* TRY IT:
Answer these questions about the account of a past relationship:
1. What daily gambling amount did he deny spending?
2. Between which two places was the relationship long distance?
3. What two things did he always have money for?

* SELECTED EXTRACT:
....
Ogled other women in front of me from day one. Up and down undressing with the eyes and turning to stare at their bottoms. Making noises sometimes and commenting about them. When called out on it, denied it. When there was no more chance of denial, asked me if I expected him to keep his eyes on the pavement constantly and I MUST be insecure.
Criticised my body (sometimes immediately after an ogling incident). Denied saying it "how I thought he meant it", when asked for an explanation of what exactly he meant, couldn't give one, told me I was too sensitive, or he was only trying to "help" me.
Backhanded compliments. Would tell me some part of my body looked great - but it didn't before, but he didn't think he should mention it. WTAF.
Gambling addiction. Weed addiction. Hidden coke problem. Taking drugs on night shift at work with some crony colleague whose wife had just kicked him out for Lord knows what. Borrowed my money to pay off friends he had borrowed from and I never saw it again. Kept change from shopping and gambled it. Denied he was gambling over 20 euros a day, even though I had the slips in my hand. Called my unhinged, stupid, crazy, that my family had screwed me up and I was incapable of being normal.
Always had money for a nice phone, despite endlessly borrowing from other people. Always money for nice clothes.
Selfish in bed.
When I left him, called me some shocking names. Lied about everything. Gaslit.
It was long distance, UK and Ireland. Never flew to me when I miscarried. Never came when I had surgery for something else.
WTF was I doing.. the redeeming features were practically zero. My bar is much higher now though, I'll bail if a single red flag starts waving the tiniest bit!!
....
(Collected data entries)
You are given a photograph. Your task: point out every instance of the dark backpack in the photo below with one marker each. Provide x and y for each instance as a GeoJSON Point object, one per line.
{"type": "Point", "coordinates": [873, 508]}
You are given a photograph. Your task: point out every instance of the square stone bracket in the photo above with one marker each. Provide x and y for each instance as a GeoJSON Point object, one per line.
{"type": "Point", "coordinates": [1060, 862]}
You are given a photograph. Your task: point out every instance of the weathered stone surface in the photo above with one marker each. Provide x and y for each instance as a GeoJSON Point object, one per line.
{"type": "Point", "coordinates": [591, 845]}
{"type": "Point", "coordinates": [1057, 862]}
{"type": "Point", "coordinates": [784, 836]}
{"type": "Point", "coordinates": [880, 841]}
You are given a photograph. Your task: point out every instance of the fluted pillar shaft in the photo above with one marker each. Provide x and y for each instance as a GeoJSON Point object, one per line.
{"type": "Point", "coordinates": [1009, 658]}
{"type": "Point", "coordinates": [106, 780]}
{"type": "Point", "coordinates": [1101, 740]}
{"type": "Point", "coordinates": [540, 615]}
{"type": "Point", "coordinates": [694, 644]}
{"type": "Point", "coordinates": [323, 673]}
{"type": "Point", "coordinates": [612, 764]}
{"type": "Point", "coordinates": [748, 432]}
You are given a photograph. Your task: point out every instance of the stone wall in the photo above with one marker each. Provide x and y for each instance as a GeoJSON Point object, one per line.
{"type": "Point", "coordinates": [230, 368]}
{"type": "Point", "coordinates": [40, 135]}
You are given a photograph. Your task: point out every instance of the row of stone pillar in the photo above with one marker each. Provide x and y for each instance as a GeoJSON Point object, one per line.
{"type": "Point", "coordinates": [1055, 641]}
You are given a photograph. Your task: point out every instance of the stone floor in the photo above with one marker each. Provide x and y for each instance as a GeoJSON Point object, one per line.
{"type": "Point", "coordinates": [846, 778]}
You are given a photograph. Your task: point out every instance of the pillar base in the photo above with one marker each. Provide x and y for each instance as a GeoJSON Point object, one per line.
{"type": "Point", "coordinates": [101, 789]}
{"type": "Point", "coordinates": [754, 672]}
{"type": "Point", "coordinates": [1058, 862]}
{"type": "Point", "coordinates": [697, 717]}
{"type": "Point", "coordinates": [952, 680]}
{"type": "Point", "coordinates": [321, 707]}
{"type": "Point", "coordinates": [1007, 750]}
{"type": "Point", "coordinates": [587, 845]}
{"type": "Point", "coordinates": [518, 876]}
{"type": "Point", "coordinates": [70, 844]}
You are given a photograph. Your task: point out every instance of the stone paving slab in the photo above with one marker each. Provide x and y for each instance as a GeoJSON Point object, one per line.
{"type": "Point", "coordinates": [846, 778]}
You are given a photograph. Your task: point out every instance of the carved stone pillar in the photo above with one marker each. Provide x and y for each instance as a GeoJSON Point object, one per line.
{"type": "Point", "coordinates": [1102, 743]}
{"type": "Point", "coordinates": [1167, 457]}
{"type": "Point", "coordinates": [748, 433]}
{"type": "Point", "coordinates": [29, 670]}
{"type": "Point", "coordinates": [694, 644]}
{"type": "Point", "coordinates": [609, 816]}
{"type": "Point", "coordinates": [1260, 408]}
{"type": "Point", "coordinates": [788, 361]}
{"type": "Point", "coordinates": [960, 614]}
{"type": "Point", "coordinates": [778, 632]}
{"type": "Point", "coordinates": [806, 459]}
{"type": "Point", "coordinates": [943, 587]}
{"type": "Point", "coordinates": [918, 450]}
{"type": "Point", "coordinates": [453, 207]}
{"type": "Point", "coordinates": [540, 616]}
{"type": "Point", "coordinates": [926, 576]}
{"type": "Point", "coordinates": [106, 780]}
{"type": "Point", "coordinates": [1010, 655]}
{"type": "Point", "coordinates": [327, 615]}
....
* SOLUTION TO THIS TASK:
1. Over 20 euros a day.
2. The UK and Ireland.
3. A nice phone and nice clothes.